Look through the data below. Pick out the lines holding the string "above".

(EXTRACTED ENTRIES begins)

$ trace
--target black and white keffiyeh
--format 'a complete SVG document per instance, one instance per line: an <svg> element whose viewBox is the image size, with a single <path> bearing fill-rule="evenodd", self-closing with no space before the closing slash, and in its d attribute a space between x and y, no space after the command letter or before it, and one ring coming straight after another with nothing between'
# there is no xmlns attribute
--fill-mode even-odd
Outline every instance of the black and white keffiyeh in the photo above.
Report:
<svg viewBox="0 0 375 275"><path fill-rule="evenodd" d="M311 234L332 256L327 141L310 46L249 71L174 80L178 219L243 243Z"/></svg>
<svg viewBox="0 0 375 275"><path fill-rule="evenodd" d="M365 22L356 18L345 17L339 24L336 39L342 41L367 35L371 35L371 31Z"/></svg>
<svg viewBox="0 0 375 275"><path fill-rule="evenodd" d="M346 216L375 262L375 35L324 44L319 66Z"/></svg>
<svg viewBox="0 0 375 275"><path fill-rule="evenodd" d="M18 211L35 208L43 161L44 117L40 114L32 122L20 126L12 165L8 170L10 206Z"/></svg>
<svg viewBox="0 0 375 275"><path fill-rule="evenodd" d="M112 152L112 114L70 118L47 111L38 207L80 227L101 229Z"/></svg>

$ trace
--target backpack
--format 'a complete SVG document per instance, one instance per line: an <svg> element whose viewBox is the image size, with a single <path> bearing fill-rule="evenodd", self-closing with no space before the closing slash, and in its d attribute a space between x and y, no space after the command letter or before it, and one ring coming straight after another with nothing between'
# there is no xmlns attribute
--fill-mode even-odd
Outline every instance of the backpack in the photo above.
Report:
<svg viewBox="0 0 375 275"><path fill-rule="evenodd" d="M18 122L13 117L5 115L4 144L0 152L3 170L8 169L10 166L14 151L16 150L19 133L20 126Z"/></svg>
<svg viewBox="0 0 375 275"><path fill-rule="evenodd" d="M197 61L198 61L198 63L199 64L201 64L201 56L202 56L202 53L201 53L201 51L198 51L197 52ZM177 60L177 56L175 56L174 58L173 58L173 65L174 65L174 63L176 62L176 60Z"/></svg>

(EXTRACTED ENTRIES ends)

**EXERCISE OUTPUT**
Outline every instance of the black and white keffiyeh in the photo above.
Outline every instance of the backpack in the photo above.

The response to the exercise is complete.